EXTRACTED RECORDS:

· · · ·

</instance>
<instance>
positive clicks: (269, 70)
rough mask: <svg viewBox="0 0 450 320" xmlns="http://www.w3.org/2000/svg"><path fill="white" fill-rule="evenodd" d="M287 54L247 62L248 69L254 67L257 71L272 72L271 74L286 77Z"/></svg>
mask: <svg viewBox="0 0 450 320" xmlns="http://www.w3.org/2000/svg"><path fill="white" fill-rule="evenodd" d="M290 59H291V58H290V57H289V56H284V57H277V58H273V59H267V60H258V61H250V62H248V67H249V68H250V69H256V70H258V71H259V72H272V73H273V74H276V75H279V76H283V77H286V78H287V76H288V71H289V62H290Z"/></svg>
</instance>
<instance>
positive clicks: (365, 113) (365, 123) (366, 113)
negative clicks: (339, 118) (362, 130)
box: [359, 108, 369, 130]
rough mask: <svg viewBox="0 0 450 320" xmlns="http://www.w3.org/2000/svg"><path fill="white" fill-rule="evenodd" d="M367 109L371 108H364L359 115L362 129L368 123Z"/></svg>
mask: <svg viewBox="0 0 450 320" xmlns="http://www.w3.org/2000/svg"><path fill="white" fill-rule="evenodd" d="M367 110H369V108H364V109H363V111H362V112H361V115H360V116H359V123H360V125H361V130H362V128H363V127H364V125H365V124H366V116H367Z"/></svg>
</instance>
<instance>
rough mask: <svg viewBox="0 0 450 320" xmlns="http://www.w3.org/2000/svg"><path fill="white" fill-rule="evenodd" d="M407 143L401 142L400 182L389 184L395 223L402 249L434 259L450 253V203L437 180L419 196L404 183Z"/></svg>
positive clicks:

· · · ·

PROBLEM STATEMENT: Could you write out the rows above again with every "rough mask" switched to "coarse mask" and nothing else changed?

FINAL ANSWER:
</instance>
<instance>
positive clicks: (269, 70)
coarse mask: <svg viewBox="0 0 450 320" xmlns="http://www.w3.org/2000/svg"><path fill="white" fill-rule="evenodd" d="M287 54L247 62L248 69L254 67L257 71L272 72L271 74L286 77Z"/></svg>
mask: <svg viewBox="0 0 450 320" xmlns="http://www.w3.org/2000/svg"><path fill="white" fill-rule="evenodd" d="M290 59H291V58H290V57H289V56H284V57H277V58H273V59H267V60H258V61H250V62H248V67H249V68H250V69H256V70H258V71H259V72H272V73H273V74H276V75H279V76H283V77H286V78H287V76H288V71H289V62H290Z"/></svg>
</instance>
<instance>
positive clicks: (365, 113) (365, 123) (366, 113)
negative clicks: (339, 118) (362, 130)
box: [359, 108, 369, 130]
coarse mask: <svg viewBox="0 0 450 320" xmlns="http://www.w3.org/2000/svg"><path fill="white" fill-rule="evenodd" d="M367 109L371 108H364L359 115L362 129L368 123Z"/></svg>
mask: <svg viewBox="0 0 450 320" xmlns="http://www.w3.org/2000/svg"><path fill="white" fill-rule="evenodd" d="M367 110H369V108H364V109H363V111H362V112H361V115H360V116H359V123H360V125H361V130H362V128H363V127H364V125H365V124H366V116H367Z"/></svg>
</instance>
<instance>
coarse mask: <svg viewBox="0 0 450 320" xmlns="http://www.w3.org/2000/svg"><path fill="white" fill-rule="evenodd" d="M407 143L401 142L400 182L389 184L395 223L402 249L434 259L450 253V203L437 180L419 196L404 183Z"/></svg>
positive clicks:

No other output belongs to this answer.